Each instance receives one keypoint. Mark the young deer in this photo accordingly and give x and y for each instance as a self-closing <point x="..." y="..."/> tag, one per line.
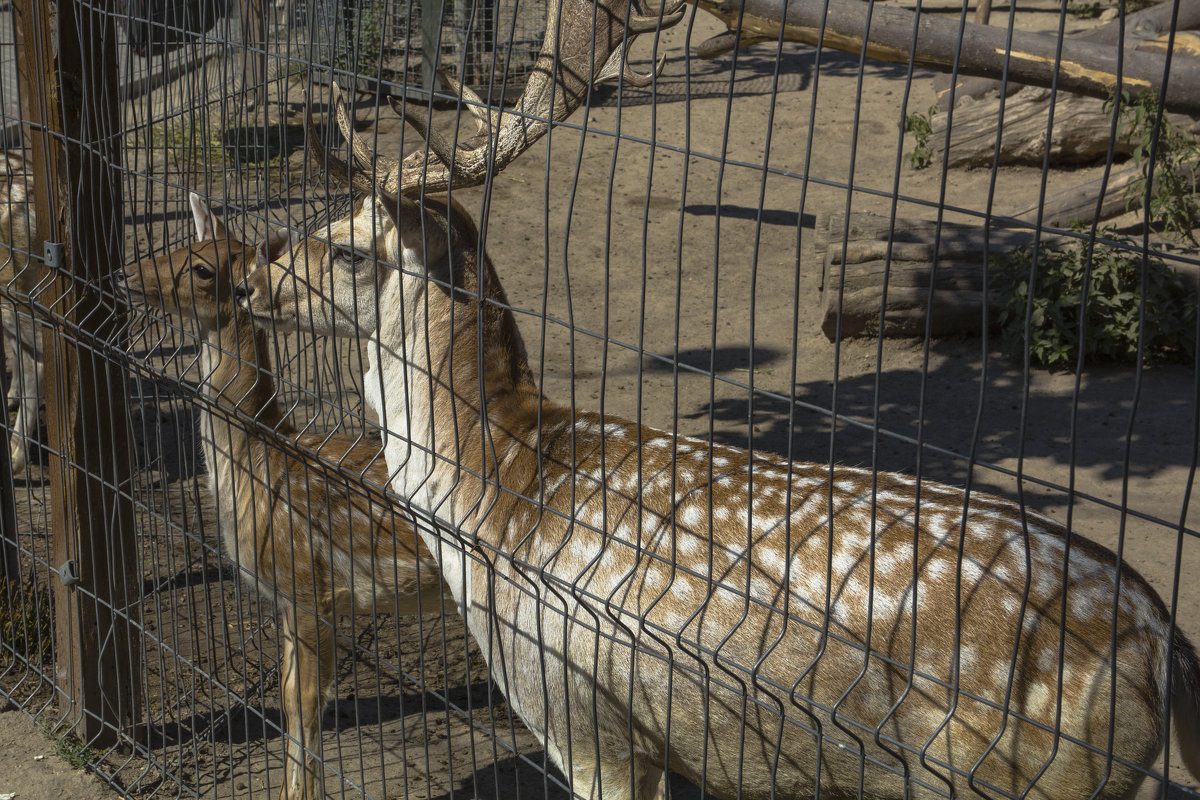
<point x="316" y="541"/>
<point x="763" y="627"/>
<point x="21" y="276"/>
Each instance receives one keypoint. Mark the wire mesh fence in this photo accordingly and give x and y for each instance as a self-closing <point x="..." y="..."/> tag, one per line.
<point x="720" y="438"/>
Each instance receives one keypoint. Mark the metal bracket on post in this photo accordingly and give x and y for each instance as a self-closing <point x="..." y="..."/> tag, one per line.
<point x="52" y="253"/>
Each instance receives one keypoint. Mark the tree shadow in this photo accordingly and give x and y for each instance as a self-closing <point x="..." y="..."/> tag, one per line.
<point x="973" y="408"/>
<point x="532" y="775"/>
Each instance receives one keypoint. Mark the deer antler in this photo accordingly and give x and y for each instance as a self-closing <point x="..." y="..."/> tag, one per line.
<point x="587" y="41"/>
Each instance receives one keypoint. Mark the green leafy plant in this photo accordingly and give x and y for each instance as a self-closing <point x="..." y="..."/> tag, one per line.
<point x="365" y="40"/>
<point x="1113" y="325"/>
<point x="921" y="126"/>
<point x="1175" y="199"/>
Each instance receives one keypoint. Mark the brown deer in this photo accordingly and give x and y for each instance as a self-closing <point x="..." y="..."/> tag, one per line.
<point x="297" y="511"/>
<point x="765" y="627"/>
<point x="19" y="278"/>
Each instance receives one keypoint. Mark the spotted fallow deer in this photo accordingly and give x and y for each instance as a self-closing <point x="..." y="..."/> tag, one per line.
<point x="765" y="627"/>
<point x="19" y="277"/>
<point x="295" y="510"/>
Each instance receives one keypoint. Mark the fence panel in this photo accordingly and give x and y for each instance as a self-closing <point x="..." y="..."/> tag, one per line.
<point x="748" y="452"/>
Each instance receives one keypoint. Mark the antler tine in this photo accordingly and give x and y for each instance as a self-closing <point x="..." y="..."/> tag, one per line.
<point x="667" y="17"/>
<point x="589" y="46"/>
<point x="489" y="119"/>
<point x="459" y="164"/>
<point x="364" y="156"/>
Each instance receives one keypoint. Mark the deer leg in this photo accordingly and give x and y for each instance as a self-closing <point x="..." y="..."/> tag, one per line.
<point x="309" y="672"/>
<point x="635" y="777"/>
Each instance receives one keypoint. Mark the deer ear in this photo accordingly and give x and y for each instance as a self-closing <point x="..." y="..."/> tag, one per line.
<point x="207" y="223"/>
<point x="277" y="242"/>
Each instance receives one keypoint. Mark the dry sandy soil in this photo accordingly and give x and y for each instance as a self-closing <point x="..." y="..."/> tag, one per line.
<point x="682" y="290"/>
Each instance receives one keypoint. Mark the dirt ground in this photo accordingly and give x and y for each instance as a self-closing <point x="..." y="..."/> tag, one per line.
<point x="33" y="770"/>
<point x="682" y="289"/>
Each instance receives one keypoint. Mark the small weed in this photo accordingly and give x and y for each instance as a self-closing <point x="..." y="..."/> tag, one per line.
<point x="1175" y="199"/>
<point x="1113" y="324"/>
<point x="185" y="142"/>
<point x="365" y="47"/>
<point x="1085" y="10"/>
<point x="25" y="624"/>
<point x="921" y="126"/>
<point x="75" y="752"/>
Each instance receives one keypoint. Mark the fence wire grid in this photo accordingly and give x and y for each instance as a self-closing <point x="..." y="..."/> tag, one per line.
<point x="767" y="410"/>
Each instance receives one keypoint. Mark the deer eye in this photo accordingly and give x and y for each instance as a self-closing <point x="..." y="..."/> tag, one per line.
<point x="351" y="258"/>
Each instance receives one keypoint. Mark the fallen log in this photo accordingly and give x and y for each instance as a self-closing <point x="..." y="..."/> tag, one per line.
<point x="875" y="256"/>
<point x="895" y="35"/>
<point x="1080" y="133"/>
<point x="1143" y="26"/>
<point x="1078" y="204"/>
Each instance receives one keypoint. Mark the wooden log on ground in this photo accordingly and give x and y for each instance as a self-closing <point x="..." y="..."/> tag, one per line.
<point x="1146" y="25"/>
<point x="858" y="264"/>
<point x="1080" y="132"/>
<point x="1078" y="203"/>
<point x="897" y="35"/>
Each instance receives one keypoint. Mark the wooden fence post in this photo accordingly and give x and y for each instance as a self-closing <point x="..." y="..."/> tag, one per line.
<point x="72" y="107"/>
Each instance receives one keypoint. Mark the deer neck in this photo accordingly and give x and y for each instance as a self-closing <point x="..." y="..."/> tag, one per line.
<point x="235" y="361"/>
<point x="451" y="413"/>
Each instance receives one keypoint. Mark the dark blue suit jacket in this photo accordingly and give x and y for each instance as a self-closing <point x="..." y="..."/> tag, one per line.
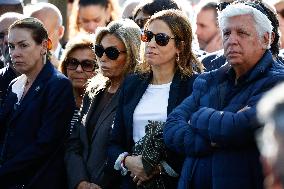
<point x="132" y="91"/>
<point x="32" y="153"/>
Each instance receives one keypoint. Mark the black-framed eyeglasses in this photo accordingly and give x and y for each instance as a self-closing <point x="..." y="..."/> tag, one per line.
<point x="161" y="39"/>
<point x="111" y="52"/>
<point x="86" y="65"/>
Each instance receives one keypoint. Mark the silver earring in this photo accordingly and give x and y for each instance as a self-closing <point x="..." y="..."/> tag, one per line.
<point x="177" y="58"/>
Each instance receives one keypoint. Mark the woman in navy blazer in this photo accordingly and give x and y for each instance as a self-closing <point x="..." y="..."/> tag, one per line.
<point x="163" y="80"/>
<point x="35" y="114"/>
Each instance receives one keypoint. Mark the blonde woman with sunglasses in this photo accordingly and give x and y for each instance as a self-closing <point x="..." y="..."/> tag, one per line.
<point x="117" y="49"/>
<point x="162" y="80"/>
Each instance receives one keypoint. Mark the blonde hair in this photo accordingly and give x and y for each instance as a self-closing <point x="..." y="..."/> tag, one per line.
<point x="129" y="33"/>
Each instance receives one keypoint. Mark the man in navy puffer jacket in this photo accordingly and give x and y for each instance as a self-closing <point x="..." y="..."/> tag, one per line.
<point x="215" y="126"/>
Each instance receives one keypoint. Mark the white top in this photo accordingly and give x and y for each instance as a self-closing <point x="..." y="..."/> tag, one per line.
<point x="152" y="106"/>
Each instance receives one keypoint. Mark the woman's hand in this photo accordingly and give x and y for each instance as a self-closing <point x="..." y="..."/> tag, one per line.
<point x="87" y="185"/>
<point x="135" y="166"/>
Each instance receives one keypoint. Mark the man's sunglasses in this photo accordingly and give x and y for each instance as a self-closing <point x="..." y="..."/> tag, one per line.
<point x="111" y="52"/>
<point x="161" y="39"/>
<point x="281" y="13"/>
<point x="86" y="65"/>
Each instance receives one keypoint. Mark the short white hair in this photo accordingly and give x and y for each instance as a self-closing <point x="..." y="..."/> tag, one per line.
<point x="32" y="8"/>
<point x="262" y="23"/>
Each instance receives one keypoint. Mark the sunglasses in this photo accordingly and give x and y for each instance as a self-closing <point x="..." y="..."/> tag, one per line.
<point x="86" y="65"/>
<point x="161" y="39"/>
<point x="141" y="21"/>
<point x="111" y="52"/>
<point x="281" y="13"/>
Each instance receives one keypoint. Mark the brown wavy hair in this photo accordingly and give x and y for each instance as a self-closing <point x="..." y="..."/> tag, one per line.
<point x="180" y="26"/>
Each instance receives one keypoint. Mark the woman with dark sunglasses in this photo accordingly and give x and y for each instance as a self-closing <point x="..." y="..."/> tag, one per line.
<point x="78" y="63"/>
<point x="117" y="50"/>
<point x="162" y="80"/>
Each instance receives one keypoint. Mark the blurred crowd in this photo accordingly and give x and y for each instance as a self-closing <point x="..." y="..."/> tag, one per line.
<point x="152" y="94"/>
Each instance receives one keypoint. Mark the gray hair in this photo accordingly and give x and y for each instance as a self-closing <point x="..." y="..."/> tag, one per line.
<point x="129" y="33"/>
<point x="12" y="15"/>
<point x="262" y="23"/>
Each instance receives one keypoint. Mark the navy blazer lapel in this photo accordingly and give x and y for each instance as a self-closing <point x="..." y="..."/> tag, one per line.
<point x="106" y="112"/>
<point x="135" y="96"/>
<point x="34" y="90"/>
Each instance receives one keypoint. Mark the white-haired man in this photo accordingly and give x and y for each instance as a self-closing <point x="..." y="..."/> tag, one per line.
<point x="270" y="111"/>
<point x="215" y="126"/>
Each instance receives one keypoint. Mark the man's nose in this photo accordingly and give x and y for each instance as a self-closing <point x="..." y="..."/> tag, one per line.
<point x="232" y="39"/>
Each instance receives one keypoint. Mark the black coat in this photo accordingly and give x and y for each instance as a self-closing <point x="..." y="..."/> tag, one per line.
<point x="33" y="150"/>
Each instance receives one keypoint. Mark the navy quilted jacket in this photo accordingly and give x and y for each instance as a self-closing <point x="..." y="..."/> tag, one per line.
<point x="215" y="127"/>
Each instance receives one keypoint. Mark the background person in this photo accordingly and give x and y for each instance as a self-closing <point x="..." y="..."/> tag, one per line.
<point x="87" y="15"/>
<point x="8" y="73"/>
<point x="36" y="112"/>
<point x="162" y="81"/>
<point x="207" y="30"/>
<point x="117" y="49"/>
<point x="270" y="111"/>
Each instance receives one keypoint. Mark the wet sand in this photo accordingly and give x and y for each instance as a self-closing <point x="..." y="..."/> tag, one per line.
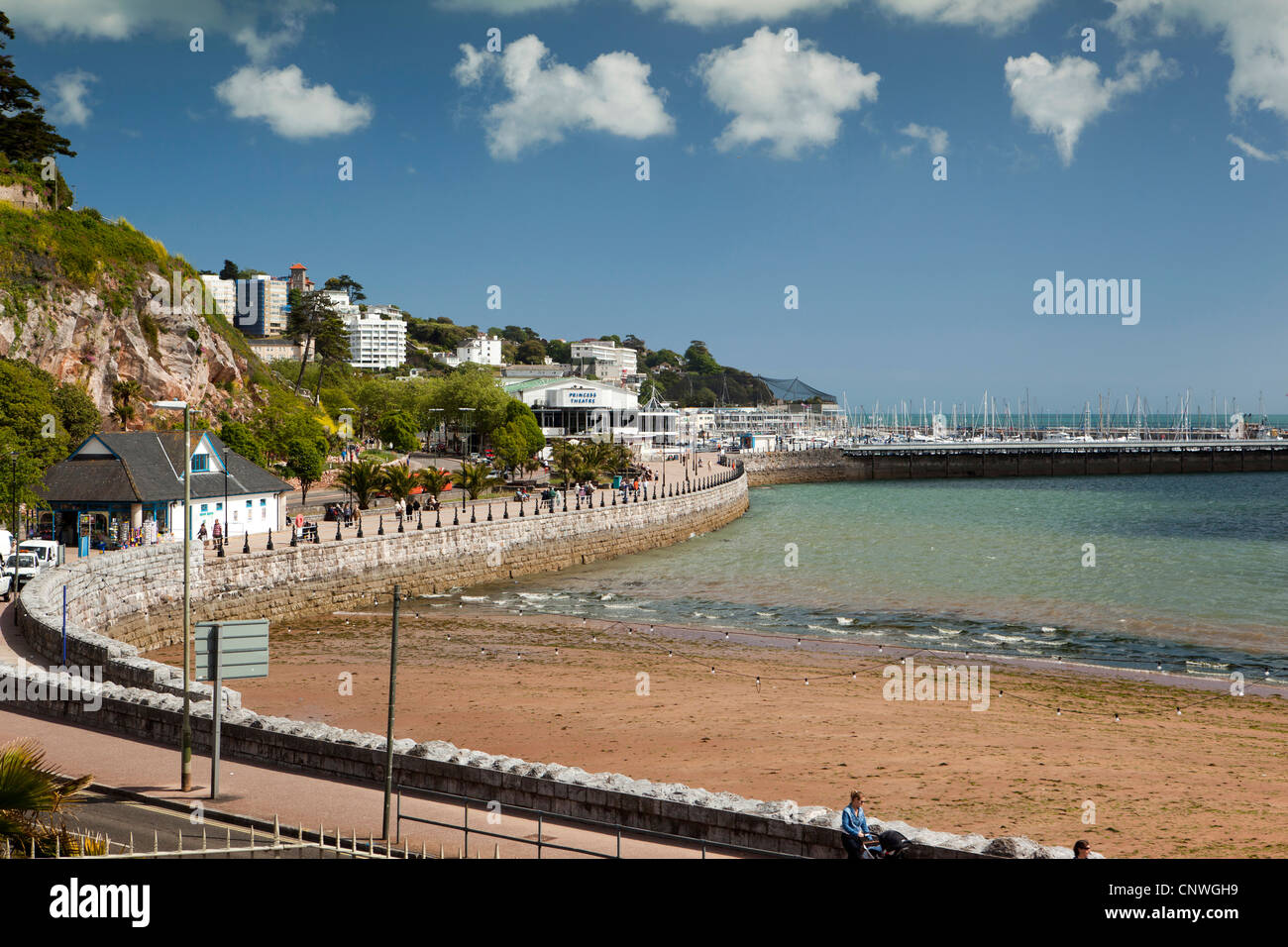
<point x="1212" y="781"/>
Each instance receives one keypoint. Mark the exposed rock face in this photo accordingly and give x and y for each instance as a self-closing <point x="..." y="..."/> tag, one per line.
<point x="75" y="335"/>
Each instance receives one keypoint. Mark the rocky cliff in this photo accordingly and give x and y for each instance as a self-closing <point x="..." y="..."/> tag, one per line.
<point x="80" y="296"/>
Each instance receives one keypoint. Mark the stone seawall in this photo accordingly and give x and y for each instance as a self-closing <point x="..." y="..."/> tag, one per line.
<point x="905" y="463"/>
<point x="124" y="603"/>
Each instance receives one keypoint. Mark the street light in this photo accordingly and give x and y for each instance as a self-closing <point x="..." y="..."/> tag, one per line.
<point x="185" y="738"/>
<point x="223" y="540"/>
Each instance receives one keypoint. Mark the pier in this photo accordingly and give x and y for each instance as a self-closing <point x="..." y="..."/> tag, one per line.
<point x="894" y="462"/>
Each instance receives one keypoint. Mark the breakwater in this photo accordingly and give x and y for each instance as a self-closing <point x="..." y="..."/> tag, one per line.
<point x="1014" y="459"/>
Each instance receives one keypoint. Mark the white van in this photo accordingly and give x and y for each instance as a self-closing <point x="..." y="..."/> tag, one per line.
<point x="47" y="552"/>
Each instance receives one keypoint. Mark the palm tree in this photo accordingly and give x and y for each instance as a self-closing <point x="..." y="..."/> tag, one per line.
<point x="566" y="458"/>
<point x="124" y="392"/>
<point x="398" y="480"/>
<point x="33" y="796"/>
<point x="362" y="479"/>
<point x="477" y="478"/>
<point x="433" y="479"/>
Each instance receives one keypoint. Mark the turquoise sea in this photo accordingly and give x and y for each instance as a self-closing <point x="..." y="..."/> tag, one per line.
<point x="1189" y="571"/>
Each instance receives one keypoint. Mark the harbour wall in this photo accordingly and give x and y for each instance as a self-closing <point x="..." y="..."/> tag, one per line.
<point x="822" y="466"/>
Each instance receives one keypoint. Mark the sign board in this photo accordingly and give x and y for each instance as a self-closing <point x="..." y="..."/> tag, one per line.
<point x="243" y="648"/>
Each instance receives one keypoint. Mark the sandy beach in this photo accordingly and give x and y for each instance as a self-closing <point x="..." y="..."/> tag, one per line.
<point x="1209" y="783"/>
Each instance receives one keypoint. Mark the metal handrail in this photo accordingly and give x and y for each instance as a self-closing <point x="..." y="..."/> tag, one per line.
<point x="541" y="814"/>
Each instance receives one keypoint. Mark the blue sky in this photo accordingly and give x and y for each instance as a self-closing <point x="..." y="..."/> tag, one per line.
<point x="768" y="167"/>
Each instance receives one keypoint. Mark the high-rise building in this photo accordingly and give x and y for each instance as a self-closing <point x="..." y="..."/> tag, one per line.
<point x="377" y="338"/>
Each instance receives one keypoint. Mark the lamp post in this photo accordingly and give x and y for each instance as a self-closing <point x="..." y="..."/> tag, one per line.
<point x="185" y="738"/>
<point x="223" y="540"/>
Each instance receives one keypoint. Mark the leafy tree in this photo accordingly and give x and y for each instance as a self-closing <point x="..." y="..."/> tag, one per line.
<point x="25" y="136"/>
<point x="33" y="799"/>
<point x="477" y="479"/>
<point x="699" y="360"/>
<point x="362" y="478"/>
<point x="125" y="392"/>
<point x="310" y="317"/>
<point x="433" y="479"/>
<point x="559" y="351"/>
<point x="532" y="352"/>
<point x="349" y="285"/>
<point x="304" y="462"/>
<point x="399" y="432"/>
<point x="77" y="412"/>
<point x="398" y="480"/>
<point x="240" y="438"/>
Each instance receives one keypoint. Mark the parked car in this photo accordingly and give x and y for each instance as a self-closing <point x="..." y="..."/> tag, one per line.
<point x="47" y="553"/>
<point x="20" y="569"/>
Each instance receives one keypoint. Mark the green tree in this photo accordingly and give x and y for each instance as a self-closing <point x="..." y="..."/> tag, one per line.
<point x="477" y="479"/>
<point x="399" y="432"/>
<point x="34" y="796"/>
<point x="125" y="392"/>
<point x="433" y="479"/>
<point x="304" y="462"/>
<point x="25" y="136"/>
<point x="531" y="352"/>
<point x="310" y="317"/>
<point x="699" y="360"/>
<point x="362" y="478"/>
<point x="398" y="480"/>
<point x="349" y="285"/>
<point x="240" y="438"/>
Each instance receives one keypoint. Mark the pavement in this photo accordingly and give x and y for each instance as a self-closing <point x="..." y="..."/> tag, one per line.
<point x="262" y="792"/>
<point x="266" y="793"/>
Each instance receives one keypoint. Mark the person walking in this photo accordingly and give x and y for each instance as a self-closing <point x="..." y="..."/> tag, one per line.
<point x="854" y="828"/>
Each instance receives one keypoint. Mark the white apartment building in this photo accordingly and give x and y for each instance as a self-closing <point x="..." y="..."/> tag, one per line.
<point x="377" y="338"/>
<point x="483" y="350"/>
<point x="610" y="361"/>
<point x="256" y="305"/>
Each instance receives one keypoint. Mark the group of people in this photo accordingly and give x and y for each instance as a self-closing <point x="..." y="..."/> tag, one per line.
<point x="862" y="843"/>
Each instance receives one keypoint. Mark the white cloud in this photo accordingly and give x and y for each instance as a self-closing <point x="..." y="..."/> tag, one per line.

------------------------------------------------------------------------

Beginning with the line that contains "Each instance receives one keypoint. Mark the pavement", quote each line exactly through the last line of the entries above, and nothing beyond them.

Each instance receives one keypoint. Mark the pavement in this photo accordingly and give x and y for each instance as a self-closing <point x="..." y="..."/> tag, one per line.
<point x="262" y="792"/>
<point x="266" y="793"/>
Each instance receives one keypoint. Mark the person walking in this photo accordingly and give x and y for each instance as a self-closing <point x="..." y="..."/> tag, one per line.
<point x="854" y="828"/>
Each instance receives one keypoint. Mark the white apartment building in this photo accordingly and give x and y for each instance as a self-closing <point x="..." y="..."/> tag, one per line.
<point x="377" y="338"/>
<point x="483" y="350"/>
<point x="610" y="361"/>
<point x="256" y="305"/>
Each instance receives one keypoint. Mark the group of people in this photo accordingly and give x and y for each instance as a self-closing <point x="..." y="..."/> tag, one per line.
<point x="862" y="843"/>
Each instance receives one keypoint. Mark the white cloud in this photo accordingly and give x and y for each instance as a self-closing <point x="..." y="..."/> tag, one per line.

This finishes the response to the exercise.